SOURCE MATERIAL

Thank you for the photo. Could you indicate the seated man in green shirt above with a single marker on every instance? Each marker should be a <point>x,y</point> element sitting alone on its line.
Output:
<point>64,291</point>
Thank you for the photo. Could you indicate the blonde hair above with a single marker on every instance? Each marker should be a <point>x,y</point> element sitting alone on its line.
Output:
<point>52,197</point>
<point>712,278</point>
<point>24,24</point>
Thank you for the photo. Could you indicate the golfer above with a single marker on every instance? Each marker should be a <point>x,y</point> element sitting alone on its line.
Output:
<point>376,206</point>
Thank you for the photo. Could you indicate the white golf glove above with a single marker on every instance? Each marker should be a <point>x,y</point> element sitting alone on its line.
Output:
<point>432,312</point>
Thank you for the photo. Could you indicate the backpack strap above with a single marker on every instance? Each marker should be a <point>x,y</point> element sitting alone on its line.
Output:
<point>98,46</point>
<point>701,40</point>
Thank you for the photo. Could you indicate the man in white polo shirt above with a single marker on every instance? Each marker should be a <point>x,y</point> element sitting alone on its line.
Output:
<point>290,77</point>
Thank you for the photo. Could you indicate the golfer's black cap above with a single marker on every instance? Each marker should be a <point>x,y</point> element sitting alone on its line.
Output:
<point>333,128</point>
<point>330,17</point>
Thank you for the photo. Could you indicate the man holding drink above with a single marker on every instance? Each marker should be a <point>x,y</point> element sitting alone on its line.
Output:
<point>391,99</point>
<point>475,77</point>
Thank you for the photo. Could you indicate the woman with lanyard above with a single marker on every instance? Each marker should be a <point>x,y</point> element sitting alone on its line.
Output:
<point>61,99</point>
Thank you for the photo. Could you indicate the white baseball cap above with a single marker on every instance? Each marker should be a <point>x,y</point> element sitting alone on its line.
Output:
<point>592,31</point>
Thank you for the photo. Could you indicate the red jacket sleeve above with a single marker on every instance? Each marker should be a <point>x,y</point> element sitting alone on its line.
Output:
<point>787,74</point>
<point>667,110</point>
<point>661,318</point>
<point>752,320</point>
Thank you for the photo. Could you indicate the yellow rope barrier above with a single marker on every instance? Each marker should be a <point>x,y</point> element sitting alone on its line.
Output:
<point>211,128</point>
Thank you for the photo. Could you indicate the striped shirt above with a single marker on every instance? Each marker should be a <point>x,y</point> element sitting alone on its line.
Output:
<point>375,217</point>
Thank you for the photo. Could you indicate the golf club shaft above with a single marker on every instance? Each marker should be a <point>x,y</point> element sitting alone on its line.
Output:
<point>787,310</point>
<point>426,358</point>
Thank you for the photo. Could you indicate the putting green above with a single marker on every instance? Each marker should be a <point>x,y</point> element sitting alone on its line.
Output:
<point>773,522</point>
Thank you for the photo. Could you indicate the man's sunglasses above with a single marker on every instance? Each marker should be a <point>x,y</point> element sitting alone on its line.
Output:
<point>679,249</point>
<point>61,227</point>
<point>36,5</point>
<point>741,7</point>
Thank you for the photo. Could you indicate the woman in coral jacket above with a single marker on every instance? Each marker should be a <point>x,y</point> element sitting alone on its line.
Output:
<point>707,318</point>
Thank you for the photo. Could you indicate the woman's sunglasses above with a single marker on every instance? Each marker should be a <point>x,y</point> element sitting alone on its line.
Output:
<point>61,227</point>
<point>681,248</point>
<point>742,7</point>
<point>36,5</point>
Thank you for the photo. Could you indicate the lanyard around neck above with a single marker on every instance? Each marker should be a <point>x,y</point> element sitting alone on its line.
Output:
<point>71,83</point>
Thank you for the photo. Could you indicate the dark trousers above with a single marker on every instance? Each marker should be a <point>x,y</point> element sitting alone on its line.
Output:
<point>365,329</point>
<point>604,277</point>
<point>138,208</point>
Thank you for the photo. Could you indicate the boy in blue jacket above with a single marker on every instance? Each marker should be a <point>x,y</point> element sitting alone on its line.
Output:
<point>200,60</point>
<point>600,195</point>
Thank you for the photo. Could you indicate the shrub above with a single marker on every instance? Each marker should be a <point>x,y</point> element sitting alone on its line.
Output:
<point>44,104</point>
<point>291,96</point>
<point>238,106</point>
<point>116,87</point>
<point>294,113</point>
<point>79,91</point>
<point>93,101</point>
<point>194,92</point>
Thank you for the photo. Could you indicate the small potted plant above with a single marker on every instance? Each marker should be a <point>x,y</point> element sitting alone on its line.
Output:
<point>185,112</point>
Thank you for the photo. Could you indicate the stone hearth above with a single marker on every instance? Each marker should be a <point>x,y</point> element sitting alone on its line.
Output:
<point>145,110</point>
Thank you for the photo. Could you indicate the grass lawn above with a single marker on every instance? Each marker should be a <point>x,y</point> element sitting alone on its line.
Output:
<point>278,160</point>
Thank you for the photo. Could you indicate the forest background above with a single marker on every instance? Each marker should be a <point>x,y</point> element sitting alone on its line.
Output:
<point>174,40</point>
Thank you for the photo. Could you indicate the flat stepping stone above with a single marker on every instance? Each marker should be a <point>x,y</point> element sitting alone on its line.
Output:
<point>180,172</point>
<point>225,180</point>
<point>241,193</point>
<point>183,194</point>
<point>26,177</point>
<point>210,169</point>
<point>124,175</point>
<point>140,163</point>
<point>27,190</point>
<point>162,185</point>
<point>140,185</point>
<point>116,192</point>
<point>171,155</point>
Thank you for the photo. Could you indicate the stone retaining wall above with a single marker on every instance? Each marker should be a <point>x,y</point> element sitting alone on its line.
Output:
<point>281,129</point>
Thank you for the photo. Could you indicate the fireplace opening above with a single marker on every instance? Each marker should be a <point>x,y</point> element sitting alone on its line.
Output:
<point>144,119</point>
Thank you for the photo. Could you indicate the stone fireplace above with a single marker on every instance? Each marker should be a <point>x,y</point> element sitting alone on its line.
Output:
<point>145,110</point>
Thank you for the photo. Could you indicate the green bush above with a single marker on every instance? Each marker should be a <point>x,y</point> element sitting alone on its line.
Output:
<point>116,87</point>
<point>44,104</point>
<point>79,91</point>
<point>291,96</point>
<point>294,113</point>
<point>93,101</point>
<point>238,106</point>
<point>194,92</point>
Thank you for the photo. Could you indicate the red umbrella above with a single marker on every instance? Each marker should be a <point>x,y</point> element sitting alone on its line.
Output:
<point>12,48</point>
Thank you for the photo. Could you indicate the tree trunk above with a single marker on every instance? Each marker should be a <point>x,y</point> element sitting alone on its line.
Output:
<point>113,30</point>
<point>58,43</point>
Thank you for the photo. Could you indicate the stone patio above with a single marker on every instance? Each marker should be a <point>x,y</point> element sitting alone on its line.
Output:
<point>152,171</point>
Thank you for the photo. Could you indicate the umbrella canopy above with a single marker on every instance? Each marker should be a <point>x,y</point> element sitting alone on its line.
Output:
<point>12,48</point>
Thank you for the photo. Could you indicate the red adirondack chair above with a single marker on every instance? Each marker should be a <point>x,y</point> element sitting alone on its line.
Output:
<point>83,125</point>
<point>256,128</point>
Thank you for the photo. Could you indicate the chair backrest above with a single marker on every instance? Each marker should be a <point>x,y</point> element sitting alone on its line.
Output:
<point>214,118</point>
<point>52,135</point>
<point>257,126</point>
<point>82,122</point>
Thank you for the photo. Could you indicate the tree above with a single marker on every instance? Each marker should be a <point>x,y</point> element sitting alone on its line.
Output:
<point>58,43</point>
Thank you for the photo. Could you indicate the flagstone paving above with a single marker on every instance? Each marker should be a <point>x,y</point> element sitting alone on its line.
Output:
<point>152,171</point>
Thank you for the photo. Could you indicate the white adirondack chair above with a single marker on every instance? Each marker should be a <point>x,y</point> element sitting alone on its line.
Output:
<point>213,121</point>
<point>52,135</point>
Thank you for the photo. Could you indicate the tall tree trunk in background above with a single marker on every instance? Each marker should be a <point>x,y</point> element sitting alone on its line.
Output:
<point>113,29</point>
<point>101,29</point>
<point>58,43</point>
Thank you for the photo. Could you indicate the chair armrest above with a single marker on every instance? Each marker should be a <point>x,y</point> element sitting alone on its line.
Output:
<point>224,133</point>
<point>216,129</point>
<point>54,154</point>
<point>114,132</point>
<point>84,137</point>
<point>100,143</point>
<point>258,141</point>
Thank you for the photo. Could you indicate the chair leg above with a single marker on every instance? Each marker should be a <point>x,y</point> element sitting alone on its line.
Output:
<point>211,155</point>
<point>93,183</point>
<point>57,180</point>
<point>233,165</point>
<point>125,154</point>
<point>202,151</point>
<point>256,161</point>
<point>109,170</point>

...

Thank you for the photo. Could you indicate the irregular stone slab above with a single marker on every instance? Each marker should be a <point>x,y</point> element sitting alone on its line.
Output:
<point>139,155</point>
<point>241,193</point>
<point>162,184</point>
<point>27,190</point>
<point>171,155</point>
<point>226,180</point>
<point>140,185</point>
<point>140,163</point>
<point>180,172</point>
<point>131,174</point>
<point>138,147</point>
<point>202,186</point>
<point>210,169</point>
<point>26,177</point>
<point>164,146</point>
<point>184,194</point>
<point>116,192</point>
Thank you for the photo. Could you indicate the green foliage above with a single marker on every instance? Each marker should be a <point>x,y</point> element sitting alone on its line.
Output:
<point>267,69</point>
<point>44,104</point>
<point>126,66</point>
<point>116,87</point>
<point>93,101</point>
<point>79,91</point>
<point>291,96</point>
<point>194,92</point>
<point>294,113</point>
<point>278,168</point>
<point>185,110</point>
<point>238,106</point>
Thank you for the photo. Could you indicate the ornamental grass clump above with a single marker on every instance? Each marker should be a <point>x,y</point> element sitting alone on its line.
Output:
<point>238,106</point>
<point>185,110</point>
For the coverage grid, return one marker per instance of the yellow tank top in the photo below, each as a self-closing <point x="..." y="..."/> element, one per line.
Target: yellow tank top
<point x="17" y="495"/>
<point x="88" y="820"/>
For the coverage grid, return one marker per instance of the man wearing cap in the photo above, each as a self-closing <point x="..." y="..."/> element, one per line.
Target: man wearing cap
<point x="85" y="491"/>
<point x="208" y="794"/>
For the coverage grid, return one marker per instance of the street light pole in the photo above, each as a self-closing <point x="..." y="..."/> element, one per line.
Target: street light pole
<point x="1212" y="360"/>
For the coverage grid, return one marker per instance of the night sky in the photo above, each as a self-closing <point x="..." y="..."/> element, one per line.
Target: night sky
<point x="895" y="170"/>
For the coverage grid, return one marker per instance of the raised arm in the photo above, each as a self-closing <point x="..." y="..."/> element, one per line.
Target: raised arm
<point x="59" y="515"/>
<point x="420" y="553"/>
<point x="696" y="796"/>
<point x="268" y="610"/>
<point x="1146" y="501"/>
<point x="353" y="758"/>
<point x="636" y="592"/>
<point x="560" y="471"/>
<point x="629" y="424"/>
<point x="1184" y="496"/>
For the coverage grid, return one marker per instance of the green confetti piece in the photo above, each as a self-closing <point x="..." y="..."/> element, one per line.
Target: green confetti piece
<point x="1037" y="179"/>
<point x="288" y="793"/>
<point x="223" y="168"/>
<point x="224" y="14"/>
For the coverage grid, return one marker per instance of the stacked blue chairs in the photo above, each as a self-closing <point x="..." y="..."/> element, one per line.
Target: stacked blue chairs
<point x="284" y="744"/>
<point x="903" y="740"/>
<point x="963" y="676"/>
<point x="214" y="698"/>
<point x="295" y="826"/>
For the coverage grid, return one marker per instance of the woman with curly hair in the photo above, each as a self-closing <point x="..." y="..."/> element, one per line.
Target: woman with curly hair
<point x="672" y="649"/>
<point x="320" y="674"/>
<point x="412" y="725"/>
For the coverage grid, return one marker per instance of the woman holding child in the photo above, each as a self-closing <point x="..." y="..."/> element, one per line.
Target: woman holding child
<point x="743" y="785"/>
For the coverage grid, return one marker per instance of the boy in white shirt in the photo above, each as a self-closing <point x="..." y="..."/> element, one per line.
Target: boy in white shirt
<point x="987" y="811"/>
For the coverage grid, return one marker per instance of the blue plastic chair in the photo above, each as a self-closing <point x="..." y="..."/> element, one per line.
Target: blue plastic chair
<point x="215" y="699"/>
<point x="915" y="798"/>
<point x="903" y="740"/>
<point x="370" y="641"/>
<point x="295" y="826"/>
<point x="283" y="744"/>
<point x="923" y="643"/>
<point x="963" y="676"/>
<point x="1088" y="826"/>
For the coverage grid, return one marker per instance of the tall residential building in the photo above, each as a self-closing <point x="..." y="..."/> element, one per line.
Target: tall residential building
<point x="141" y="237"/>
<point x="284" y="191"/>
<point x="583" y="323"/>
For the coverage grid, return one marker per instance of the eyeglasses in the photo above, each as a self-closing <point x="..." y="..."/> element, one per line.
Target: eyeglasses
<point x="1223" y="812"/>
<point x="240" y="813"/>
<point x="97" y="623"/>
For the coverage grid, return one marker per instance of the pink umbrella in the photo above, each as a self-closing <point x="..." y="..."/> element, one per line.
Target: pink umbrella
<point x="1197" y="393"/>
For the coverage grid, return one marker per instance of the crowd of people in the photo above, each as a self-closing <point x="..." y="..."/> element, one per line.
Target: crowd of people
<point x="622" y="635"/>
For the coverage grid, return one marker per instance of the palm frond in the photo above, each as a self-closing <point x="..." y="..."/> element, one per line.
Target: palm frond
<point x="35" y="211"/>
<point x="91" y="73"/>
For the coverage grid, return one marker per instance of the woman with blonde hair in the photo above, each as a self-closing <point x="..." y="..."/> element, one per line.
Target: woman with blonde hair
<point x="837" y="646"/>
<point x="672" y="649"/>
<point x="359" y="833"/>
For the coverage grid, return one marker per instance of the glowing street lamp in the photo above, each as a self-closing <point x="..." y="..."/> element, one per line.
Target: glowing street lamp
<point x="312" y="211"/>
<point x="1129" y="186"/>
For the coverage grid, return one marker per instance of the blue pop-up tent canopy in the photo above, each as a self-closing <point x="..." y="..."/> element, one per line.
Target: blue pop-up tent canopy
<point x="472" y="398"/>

==

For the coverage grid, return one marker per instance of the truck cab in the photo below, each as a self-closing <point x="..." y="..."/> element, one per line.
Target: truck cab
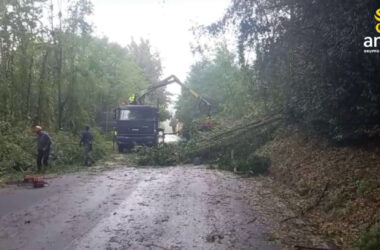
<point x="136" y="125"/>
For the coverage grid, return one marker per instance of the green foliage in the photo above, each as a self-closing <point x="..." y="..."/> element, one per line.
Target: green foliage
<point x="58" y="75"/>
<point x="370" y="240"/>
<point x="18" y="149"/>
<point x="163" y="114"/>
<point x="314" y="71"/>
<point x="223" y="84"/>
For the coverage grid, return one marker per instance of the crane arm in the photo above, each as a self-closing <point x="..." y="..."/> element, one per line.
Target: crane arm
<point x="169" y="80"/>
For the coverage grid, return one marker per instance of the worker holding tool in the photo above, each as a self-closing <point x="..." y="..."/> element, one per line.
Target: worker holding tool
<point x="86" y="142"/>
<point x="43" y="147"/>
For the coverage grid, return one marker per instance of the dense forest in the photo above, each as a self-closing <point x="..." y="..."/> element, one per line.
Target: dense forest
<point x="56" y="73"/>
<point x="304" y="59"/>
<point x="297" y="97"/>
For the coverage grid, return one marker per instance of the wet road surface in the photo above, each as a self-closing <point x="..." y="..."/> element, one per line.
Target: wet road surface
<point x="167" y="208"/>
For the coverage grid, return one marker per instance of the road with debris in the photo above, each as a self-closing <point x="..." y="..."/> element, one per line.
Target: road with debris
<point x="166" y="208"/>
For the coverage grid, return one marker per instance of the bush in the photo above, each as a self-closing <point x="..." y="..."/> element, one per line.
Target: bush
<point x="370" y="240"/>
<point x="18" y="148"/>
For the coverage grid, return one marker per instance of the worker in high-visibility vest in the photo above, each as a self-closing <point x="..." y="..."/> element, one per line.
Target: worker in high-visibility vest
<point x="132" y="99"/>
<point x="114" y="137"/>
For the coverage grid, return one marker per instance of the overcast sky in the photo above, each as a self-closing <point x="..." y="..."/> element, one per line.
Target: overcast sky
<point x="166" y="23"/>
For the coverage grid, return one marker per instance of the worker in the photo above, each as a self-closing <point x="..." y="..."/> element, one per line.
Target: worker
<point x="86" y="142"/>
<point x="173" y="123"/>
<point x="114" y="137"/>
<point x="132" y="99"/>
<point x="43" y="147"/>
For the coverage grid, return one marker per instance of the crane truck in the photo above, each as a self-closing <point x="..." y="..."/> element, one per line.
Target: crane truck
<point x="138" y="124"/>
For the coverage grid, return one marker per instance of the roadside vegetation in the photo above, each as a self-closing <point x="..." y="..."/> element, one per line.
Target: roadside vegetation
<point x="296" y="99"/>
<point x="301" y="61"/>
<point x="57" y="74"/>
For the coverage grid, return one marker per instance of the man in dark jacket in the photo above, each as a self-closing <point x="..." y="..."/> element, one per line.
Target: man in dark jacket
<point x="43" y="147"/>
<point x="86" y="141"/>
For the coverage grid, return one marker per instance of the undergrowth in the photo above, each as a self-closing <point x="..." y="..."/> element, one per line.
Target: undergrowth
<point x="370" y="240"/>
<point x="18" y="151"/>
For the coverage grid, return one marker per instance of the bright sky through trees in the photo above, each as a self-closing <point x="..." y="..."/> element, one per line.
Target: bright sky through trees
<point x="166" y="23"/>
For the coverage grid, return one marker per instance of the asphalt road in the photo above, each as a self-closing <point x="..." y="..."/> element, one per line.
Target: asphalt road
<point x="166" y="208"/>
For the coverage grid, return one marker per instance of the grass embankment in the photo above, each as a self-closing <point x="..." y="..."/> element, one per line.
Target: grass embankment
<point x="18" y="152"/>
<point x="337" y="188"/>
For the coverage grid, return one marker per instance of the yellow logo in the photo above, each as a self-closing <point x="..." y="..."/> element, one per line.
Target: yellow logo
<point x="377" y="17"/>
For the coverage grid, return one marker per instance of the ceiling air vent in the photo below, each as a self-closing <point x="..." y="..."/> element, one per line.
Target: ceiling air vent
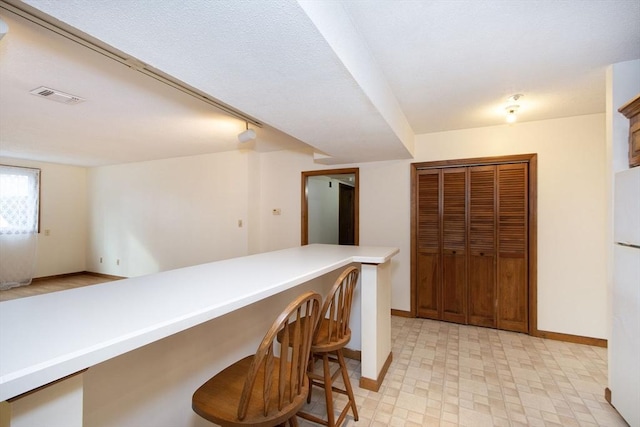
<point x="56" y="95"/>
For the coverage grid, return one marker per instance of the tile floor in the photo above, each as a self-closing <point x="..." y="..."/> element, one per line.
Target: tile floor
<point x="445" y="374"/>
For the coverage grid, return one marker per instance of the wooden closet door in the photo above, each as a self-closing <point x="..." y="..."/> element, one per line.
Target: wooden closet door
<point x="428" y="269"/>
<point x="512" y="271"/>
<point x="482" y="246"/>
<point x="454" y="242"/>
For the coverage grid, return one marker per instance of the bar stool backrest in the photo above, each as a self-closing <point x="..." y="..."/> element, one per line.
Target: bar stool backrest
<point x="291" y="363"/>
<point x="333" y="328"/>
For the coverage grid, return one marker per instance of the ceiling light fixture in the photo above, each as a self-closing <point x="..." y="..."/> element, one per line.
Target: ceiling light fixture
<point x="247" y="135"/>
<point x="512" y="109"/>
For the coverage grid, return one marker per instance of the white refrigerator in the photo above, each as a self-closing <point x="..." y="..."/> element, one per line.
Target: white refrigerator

EXERCISE AIM
The lines you need are those with the word "sunglasses"; list them from the entries.

RESPONSE AREA
Thank you for the photo. Could you indicate the man's sunglasses above with a single marker on every instance? Each marker should be a <point>x,y</point> element sitting alone on its line.
Thank you for the photo. Could you indicate the woman's sunglasses above with a single marker on every instance? Each marker should be a <point>x,y</point> element sitting alone on its line.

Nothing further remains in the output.